## What to produce
Take the line that contains "A single pin marks each instance of the wrist." and all lines after it, up to and including the last line of the data, and write them out exactly; nothing else belongs in the answer.

## Records from a dataset
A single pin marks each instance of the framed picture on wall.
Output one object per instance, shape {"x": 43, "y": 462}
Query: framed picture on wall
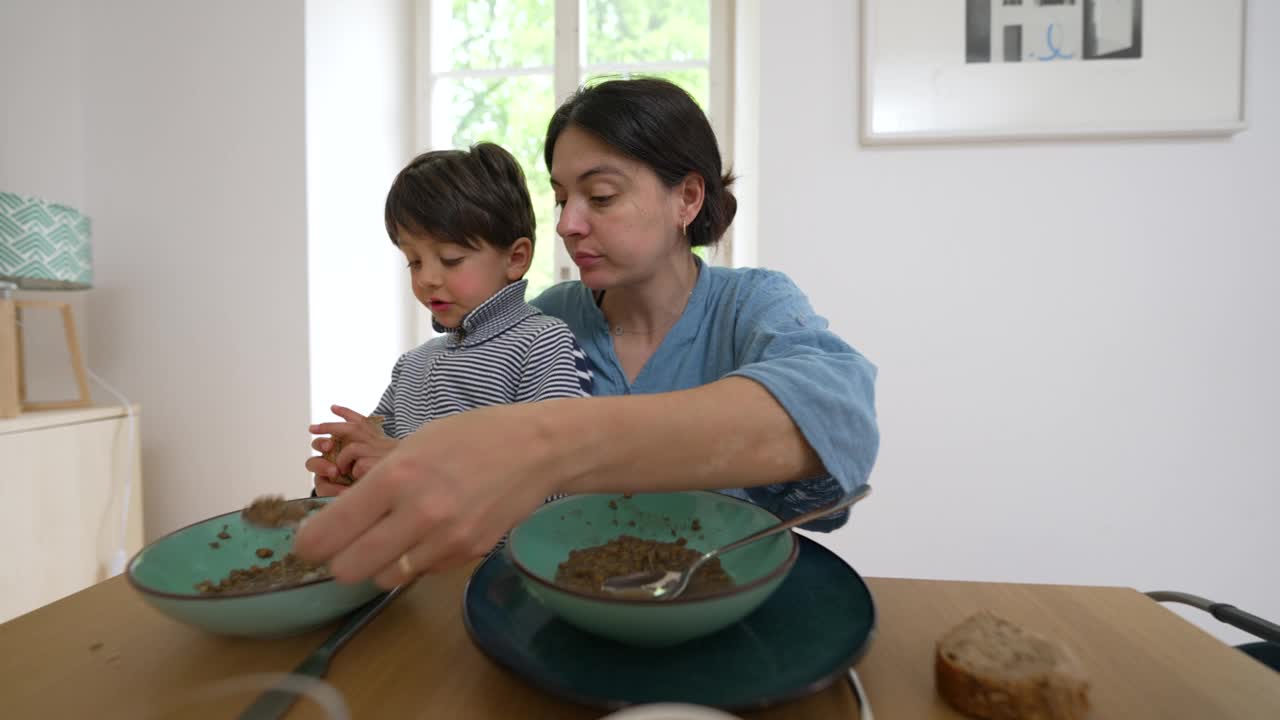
{"x": 1009, "y": 69}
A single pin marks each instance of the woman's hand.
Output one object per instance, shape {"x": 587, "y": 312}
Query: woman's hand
{"x": 442, "y": 497}
{"x": 362, "y": 447}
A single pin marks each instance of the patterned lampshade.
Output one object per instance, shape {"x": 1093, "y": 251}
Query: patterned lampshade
{"x": 44, "y": 245}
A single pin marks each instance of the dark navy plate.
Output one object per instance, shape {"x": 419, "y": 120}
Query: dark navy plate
{"x": 805, "y": 636}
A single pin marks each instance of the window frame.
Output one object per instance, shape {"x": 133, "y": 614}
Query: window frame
{"x": 566, "y": 72}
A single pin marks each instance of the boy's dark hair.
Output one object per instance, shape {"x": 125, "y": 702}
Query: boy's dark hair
{"x": 662, "y": 126}
{"x": 462, "y": 196}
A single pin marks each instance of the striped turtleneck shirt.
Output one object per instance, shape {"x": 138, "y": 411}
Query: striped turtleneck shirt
{"x": 504, "y": 351}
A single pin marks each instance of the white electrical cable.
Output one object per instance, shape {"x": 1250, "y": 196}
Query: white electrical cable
{"x": 115, "y": 564}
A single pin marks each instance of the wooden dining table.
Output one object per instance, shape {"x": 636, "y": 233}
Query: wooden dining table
{"x": 104, "y": 652}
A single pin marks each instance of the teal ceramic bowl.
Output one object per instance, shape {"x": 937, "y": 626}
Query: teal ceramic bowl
{"x": 165, "y": 573}
{"x": 543, "y": 541}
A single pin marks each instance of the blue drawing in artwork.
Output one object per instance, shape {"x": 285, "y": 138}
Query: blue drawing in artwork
{"x": 1055, "y": 53}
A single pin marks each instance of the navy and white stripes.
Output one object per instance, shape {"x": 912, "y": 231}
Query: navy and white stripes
{"x": 506, "y": 351}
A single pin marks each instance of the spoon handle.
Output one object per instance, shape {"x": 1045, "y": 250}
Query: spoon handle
{"x": 781, "y": 527}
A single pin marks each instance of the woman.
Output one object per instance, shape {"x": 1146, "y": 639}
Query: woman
{"x": 707, "y": 378}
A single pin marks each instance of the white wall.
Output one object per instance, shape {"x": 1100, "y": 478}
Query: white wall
{"x": 360, "y": 99}
{"x": 195, "y": 174}
{"x": 1078, "y": 343}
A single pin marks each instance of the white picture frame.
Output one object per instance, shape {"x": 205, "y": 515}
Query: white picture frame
{"x": 1069, "y": 69}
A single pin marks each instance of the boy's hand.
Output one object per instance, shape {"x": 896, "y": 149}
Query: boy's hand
{"x": 361, "y": 442}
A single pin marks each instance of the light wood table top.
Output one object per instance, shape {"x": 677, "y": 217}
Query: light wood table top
{"x": 415, "y": 660}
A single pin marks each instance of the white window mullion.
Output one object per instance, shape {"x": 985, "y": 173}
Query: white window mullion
{"x": 722, "y": 100}
{"x": 420, "y": 318}
{"x": 568, "y": 59}
{"x": 624, "y": 68}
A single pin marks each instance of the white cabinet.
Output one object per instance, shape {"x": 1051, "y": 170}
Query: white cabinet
{"x": 63, "y": 478}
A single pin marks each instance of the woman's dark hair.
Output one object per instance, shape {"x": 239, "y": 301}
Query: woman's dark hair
{"x": 462, "y": 196}
{"x": 659, "y": 124}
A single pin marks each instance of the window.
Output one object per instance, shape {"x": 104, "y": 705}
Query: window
{"x": 496, "y": 71}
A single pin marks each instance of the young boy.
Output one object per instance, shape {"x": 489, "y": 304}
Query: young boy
{"x": 465, "y": 223}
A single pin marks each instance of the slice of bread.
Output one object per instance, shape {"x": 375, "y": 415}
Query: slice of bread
{"x": 991, "y": 668}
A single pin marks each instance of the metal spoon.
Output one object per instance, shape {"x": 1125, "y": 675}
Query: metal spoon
{"x": 667, "y": 584}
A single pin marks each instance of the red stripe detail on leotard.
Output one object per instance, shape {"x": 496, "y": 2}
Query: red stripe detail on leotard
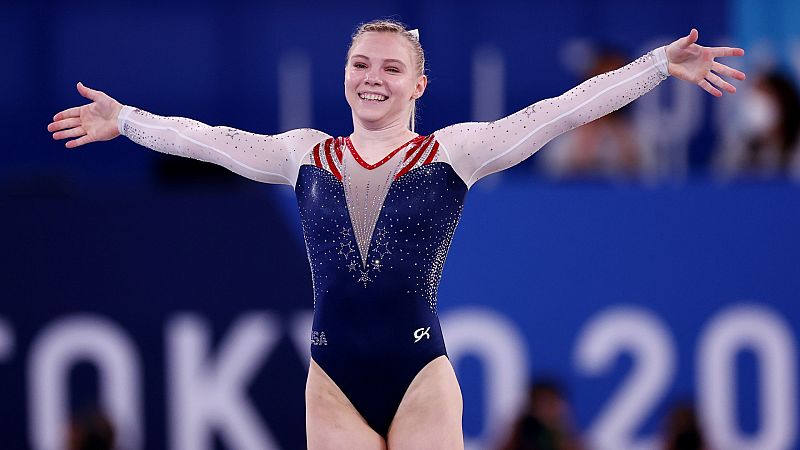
{"x": 414, "y": 160}
{"x": 317, "y": 162}
{"x": 338, "y": 148}
{"x": 433, "y": 153}
{"x": 365, "y": 164}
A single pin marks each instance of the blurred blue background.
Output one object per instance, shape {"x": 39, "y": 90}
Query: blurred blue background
{"x": 128, "y": 275}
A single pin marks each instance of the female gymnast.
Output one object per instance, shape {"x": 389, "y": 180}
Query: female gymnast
{"x": 379, "y": 208}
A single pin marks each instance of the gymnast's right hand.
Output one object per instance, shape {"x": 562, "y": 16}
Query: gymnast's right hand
{"x": 96, "y": 121}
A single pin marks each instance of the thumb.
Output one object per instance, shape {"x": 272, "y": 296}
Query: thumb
{"x": 686, "y": 41}
{"x": 91, "y": 94}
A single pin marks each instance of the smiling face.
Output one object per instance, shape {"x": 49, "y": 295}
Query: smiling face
{"x": 382, "y": 80}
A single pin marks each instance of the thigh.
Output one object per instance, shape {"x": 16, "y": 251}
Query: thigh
{"x": 429, "y": 417}
{"x": 332, "y": 422}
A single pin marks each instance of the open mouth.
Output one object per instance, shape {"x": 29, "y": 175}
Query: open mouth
{"x": 372, "y": 97}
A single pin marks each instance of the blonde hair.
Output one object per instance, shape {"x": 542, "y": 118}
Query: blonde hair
{"x": 392, "y": 26}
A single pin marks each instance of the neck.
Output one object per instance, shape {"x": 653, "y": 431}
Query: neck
{"x": 380, "y": 136}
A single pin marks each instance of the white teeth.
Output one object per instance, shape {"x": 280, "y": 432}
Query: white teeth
{"x": 375, "y": 97}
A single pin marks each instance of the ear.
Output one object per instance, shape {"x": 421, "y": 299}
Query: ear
{"x": 419, "y": 89}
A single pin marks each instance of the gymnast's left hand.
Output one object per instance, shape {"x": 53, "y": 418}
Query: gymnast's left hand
{"x": 694, "y": 63}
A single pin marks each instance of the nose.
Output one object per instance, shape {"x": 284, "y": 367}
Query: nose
{"x": 371, "y": 77}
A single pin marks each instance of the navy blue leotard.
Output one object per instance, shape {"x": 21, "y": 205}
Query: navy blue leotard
{"x": 377, "y": 234}
{"x": 379, "y": 316}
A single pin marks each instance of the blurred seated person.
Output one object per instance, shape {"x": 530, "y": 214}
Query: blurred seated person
{"x": 606, "y": 149}
{"x": 545, "y": 422}
{"x": 682, "y": 430}
{"x": 90, "y": 430}
{"x": 763, "y": 142}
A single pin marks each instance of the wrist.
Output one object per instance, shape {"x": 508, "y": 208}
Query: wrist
{"x": 122, "y": 114}
{"x": 660, "y": 59}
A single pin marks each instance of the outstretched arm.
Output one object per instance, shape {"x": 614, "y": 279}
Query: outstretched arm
{"x": 477, "y": 149}
{"x": 269, "y": 159}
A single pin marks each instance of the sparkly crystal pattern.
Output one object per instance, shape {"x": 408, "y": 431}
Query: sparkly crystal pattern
{"x": 412, "y": 232}
{"x": 478, "y": 149}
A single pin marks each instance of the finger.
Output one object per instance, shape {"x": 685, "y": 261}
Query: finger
{"x": 62, "y": 124}
{"x": 709, "y": 88}
{"x": 719, "y": 82}
{"x": 78, "y": 142}
{"x": 720, "y": 52}
{"x": 722, "y": 69}
{"x": 686, "y": 41}
{"x": 73, "y": 132}
{"x": 72, "y": 112}
{"x": 91, "y": 94}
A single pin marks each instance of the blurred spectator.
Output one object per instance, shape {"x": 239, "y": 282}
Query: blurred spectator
{"x": 545, "y": 422}
{"x": 682, "y": 430}
{"x": 91, "y": 430}
{"x": 607, "y": 148}
{"x": 763, "y": 142}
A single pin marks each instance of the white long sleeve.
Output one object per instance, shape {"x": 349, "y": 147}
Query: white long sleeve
{"x": 477, "y": 149}
{"x": 268, "y": 159}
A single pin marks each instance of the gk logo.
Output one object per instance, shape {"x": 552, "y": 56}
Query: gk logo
{"x": 420, "y": 333}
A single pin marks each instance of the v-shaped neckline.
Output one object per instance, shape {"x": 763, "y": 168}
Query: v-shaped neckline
{"x": 386, "y": 158}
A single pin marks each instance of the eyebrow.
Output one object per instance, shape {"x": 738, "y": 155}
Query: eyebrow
{"x": 385, "y": 60}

## Response below
A single pin marks each instance of the wrist.
Output one object per instance, shape {"x": 508, "y": 208}
Query: wrist
{"x": 122, "y": 114}
{"x": 660, "y": 59}
A single pin marks each instance of the outstretched arm.
Output one object per instance, shape {"x": 614, "y": 279}
Query: outstretched arm
{"x": 477, "y": 149}
{"x": 269, "y": 159}
A single pin marks each instance of the sparkly crystal pattern.
Output one object per instance, shape {"x": 408, "y": 431}
Query: sparkly crystal pattern
{"x": 412, "y": 232}
{"x": 478, "y": 149}
A single pin marks each instance of the finger.
Output one object per instance, shape {"x": 685, "y": 261}
Query: finger
{"x": 62, "y": 124}
{"x": 709, "y": 88}
{"x": 719, "y": 82}
{"x": 78, "y": 142}
{"x": 720, "y": 52}
{"x": 722, "y": 69}
{"x": 686, "y": 41}
{"x": 73, "y": 132}
{"x": 72, "y": 112}
{"x": 91, "y": 94}
A single pin marks each instance of the blurred spectator.
Output one object per instance, shape {"x": 239, "y": 282}
Query: blurred spectator
{"x": 545, "y": 422}
{"x": 682, "y": 430}
{"x": 91, "y": 430}
{"x": 607, "y": 148}
{"x": 763, "y": 142}
A single pin marks each instance of the white long sleeve.
Output one object per instance, shape {"x": 349, "y": 147}
Query: white long sleeve
{"x": 477, "y": 149}
{"x": 268, "y": 159}
A single pin marks each instance of the gk logo.
Output one object per instance, shape {"x": 552, "y": 56}
Query: gk logo
{"x": 420, "y": 333}
A single pin marks each instance of the v-shaped neckline.
Output one object per instance, shape {"x": 763, "y": 168}
Query: v-shaped neckline
{"x": 386, "y": 158}
A single pin marks each instance of the eyebrow.
Output one object per instance, shape {"x": 738, "y": 155}
Query: eyebrow
{"x": 385, "y": 60}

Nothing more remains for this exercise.